_DIRECTIONS:_
Pick out each line in the material below that contains the word "white", and copy those lines.

_Excerpts from a location annotation dataset:_
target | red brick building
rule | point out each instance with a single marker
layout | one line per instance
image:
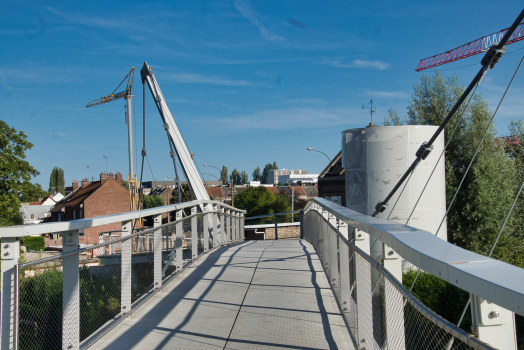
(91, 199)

---

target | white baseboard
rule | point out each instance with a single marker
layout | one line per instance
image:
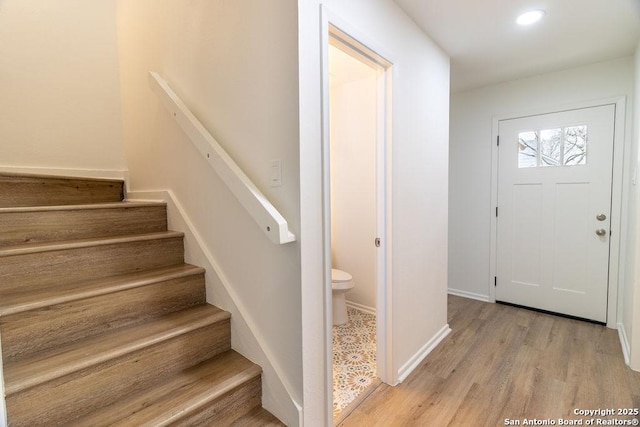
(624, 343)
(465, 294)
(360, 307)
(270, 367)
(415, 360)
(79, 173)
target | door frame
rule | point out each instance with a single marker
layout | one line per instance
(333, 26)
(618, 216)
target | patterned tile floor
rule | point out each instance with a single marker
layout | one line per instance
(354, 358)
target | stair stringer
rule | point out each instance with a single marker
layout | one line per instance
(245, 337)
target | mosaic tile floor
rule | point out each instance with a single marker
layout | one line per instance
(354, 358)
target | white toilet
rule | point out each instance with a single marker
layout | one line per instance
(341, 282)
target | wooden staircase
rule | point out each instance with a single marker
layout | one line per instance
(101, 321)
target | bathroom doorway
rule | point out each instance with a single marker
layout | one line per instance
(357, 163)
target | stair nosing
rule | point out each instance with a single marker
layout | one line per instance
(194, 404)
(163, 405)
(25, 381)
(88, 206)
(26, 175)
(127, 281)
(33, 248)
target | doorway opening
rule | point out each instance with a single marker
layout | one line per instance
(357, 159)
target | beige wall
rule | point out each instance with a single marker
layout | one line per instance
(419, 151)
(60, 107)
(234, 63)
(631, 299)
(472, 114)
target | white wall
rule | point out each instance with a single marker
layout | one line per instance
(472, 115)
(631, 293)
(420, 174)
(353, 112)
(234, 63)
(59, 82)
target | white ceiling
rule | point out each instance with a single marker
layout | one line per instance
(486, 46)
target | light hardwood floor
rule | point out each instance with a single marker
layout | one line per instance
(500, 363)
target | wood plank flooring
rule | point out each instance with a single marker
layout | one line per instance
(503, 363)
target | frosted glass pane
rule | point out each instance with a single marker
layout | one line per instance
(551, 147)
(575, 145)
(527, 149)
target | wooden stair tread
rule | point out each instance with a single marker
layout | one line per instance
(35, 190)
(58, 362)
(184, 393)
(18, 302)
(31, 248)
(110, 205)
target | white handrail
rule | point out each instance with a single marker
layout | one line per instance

--

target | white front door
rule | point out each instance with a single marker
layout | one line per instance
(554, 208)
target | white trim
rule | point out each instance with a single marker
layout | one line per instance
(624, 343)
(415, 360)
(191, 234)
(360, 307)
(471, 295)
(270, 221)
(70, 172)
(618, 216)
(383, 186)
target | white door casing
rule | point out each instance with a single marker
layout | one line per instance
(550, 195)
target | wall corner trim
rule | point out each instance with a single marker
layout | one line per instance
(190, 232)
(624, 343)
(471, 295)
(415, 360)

_REPLY TO THE EXERCISE:_
target | white baseboard
target | white toilet
target | white wall
target | white ceiling
target | white handrail
target | white front door
target | white trim
target | white door casing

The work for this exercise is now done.